Each line below is to be copied exactly; images do not go into the copy.

----- DATA FOR THE TASK

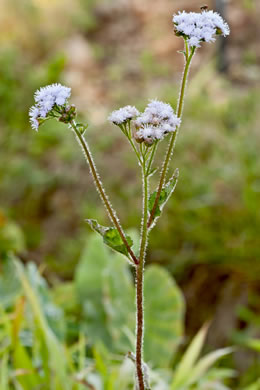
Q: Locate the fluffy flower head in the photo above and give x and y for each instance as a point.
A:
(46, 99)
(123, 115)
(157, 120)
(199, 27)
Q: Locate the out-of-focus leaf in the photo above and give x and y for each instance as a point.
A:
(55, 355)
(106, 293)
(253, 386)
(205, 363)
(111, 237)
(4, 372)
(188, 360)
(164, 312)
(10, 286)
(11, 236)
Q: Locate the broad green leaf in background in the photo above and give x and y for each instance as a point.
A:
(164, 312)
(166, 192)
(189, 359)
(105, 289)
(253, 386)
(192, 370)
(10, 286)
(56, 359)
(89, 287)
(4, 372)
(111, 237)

----------

◆ COMPLETED EXERCISE:
Q: Locate the fluffy flower head in the photo above and give x and y for each instance as a point.
A:
(46, 99)
(123, 115)
(157, 120)
(199, 27)
Q: Locate the out-of-focus leaf in the photo above and give x and y for each instance as a point.
A:
(55, 355)
(106, 293)
(253, 386)
(205, 363)
(111, 237)
(4, 372)
(188, 360)
(164, 312)
(10, 286)
(11, 236)
Q: Locate the broad green leaf in background in the photo above and give x and y for each instance as a point.
A:
(164, 312)
(166, 192)
(189, 359)
(105, 289)
(253, 386)
(192, 370)
(10, 286)
(56, 359)
(89, 287)
(4, 372)
(111, 237)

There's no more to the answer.